# DESCRIPTION OF THE TASK:
Only the text of the records belongs in the answer, copied exactly, with every picture omitted.

Region pointing data
# # #
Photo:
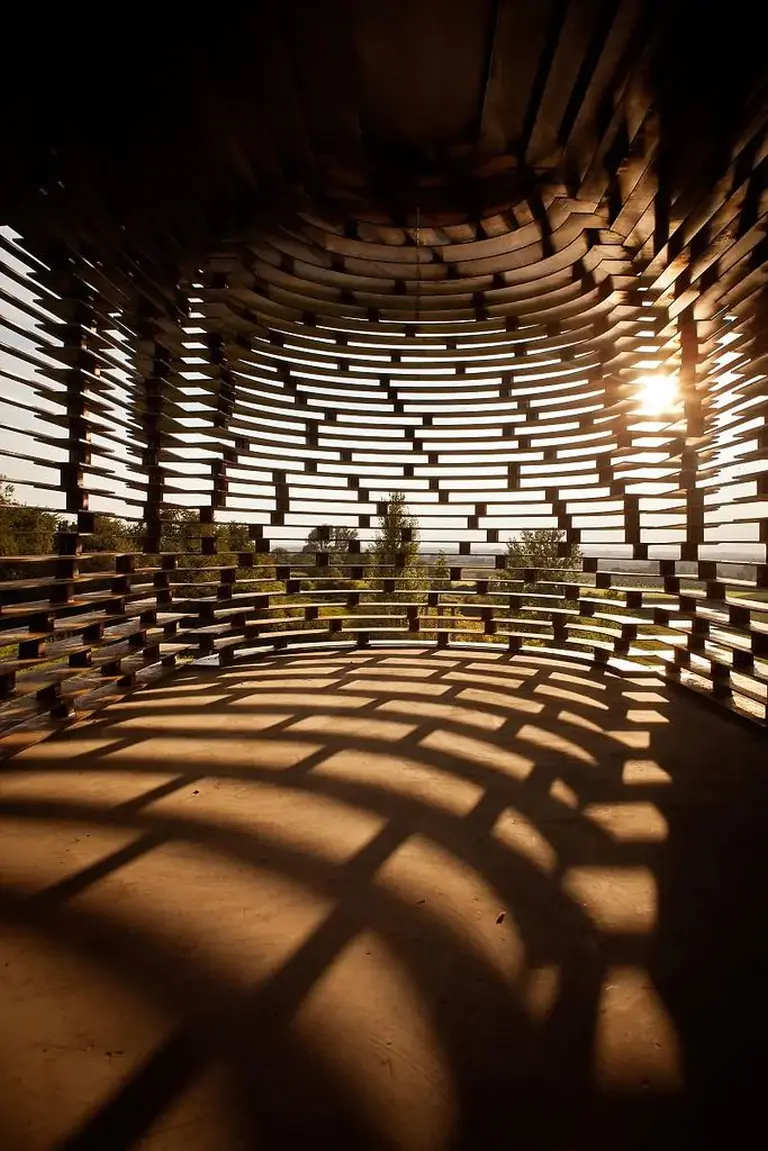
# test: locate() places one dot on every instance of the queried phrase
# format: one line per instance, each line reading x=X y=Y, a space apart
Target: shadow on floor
x=397 y=898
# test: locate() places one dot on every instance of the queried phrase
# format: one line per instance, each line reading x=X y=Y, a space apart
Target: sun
x=659 y=394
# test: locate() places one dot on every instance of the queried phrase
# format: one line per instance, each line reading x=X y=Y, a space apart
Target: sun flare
x=658 y=394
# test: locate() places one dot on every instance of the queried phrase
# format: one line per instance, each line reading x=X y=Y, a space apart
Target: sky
x=27 y=342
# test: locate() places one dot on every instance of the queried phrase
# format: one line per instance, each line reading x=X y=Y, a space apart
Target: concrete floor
x=398 y=898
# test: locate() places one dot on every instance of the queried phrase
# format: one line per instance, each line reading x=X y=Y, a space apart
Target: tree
x=333 y=541
x=395 y=550
x=540 y=549
x=23 y=531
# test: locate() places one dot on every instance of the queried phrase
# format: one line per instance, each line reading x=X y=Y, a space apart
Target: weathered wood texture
x=363 y=289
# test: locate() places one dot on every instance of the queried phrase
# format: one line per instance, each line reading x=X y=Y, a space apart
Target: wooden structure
x=428 y=246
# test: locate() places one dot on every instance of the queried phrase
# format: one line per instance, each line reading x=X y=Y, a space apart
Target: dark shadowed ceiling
x=144 y=143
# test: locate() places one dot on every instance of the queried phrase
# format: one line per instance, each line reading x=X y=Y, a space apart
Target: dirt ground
x=388 y=899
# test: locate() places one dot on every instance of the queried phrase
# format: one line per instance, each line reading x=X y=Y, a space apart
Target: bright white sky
x=24 y=332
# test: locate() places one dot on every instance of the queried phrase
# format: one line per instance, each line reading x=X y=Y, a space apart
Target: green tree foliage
x=333 y=541
x=540 y=549
x=23 y=531
x=395 y=550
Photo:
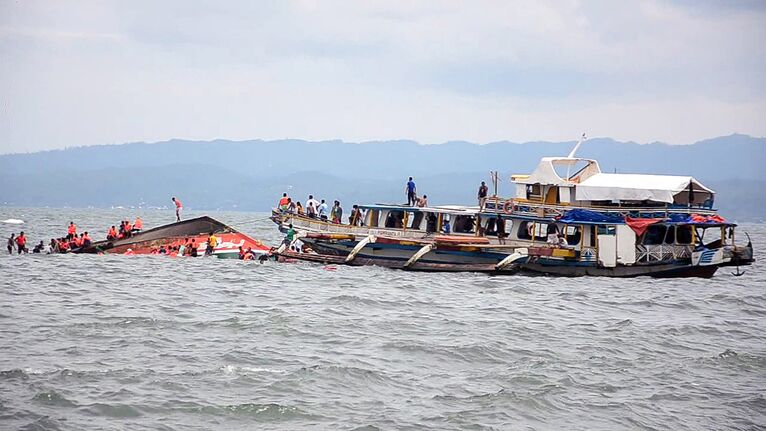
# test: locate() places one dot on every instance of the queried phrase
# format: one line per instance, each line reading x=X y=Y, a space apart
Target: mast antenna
x=577 y=146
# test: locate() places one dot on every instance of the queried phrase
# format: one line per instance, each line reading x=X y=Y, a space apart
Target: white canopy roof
x=635 y=187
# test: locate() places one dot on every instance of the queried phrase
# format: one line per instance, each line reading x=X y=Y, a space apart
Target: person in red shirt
x=179 y=207
x=21 y=243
# # #
# RESULT OF THIS TASK:
Photo:
# test: locate() places one dot on every instance of the queried phrase
# format: one line per instance, each line reading x=X y=Y, a space apart
Target: shadow on floor
x=397 y=898
# test: locate() places one dot on every instance of the queried phrase
# format: one line per instance, each line reading x=X y=Y, a space apart
Target: sun
x=659 y=394
# test: locate() places one dot on every instance of the queried phrase
# format: one line per instance, each line reading x=X y=Y, a space apart
Target: sun flare
x=658 y=394
# test: locate() places one dot on every instance of the queried phrase
# format: one line per instance, each line reading x=X y=Y, a space apart
Target: sky
x=27 y=342
# test: locate() places one dot on every instance of the queried phrase
# format: one line per instance, each line reading x=X y=Y, a space apart
Target: concrete floor
x=398 y=898
# test: locate() places one dot on every instance of the queried phrase
# format: one line per instance, each line reading x=X y=Y, a space apart
Target: tree
x=333 y=541
x=395 y=550
x=540 y=549
x=23 y=531
# test: locate() places one dot on every instance of the queried phrase
# format: one line per instance, each line reading x=X y=Y, a space apart
Target: weathered wood texture
x=363 y=289
# test: locate() places one dot on every instance of the queried phrase
# format: one line per instance, each line reading x=X y=Y, a space apart
Target: wooden structure
x=428 y=246
# test: locate() places one dot on every instance of the queried phrase
# format: one line per instance, each line reading x=X y=Y, a space apart
Target: dark shadowed ceiling
x=144 y=143
# test: locate() places one dot on every instance of the queried phrase
# format: one line per instance, each line reading x=X y=Y, a space apart
Target: dirt ground
x=388 y=899
# test: locate() places one dot on every instance of the queried phrase
# format: one line per instance, each line reading x=X y=Y, a space apart
Target: bright white sky
x=24 y=332
# test: locate() places one dot on every instance of the queried phrase
# format: one line per instance, each line reading x=X y=Y, a space apart
Target: green tree foliage
x=333 y=541
x=540 y=549
x=23 y=531
x=395 y=550
Photo:
# test: locate() places one dot on every instance of the queried phrase
# format: one line per instance, each line reading x=X y=Y, a space apart
Target: mast antenna
x=577 y=146
# test: locate() places one dot on every instance of the queried phrase
# format: one line per instance, each line reading x=X y=Y, a space apart
Target: white canopy roof
x=635 y=187
# test: locate() places one dot on every instance of the queried phrase
# format: one line per instance, each line reading x=X y=Y, a space apart
Target: person in red shirt
x=179 y=207
x=21 y=243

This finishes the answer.